# Kutipan Teks:
- - - - -

AKUNTANSI WAKALAH
PEMBAHASAN
A. Pengertian Wakalah
Al-Wakalah atau Al-Wikalah atau At-Tahwid artinya
penyerahan, pendelegasian, atau pemberian mandat. Akad wakalah adalah akad
pelimpahan kekuasaan oleh satu pihak kepada pihak lain dalam hal-hal yang boleh
diwakilkan. Karena tidak semua hal dapat diwakilkan contohnya seperti sholat,
puasa, bersuci, qishas, dan lain sebagainya.[1]
dalam bahasa arab, Al-wakalah dipahami sebagai At-Tafwidh, contoh kalimat, “
aku serahkan urusanku kepada Allah, mewakili pengertian istilah tersebut.

- - - - -

# Petunjuk Tugas:
Lanjutkan teks tentang wakalah di atas, dimulai setelah kalimat terakhirnya.

- - - - -

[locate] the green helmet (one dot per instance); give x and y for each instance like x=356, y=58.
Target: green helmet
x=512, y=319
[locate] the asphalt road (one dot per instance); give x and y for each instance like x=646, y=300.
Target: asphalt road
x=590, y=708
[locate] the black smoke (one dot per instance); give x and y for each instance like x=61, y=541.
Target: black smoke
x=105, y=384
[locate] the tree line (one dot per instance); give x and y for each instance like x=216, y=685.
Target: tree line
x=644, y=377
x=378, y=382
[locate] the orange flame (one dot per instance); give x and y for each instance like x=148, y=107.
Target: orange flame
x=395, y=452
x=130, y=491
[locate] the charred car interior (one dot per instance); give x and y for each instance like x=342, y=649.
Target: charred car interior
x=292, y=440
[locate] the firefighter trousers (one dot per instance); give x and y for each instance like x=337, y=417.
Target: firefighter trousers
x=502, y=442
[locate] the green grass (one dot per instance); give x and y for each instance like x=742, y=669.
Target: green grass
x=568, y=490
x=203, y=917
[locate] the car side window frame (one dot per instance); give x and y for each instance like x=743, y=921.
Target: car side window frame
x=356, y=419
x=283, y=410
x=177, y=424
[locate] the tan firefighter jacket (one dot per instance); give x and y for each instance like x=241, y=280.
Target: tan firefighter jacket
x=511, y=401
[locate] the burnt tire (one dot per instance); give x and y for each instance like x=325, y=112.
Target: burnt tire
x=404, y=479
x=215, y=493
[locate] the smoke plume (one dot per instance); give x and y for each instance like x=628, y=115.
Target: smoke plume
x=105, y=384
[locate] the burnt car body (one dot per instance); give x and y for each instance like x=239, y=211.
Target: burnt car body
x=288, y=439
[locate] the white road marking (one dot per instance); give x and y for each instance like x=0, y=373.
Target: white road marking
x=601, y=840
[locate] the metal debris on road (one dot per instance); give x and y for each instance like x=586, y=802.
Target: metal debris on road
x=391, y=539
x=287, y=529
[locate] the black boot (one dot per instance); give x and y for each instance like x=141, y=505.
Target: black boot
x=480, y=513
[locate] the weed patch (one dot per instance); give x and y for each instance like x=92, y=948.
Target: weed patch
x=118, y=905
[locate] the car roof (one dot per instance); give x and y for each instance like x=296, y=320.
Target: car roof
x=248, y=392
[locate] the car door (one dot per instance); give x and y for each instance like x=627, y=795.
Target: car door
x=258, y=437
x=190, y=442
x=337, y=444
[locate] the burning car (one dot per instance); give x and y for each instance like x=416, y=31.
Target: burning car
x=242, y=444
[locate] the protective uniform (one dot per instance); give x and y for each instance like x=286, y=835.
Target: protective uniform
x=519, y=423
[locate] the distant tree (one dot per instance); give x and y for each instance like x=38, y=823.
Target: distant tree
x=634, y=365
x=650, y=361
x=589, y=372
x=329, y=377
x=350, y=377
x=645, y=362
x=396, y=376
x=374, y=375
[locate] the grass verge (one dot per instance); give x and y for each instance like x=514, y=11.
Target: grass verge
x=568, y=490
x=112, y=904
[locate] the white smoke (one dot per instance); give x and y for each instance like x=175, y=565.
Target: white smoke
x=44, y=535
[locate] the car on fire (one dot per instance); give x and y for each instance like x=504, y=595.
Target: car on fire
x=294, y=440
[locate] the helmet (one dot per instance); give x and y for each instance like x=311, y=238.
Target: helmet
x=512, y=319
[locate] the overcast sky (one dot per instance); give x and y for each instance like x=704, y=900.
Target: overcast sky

- - - - -

# Jawaban Latihan:
Pengertian yang sama dengan menggunakan kata
al-hifzhu disebut dalam firmanAllah حسبنا الله ونعم
الوكيل“cukuplah Allah sebagai penolong kami dan dia sebaik-baik
pemelihara” Akan tetapi, yang dimaksud sebagai wakalah dalam pembahasan ini
adalah pelimpahan kekuasaan oleh seseorang kepada yang lain dalam hal-hal yang
diwakilkan. Secara terminologi (syara’) sebagaimana dikemukakan oleh fukaha,
Pengertian wakalah adalah sebagai berikut:
1. Imam
Taqy al-Din Abu Bakr Ibn Muhammad al-Husaini “menyerahkan suatu pekerjaan yang
dapat digantikan kepada orang lain agar dikelola dan dijaga pada masa
hidupnya”.
2.
Menurut Hasbi
Ash-Shiddiqie “Akad penyerahan kekuasaan dimana pada akad itu seseorang
menunjuk orang lain sebagai gantinya untuk bertindak”. ssDari dua definisi
diatas dapat ditarik kesimpulan bahwa wakalah adalah sebuah transaksi dimana
seseorang menunjuk orang lain untuk menggantikan dalam mengerjakan
pekerjaannya/perkaranya ketika masih hidup.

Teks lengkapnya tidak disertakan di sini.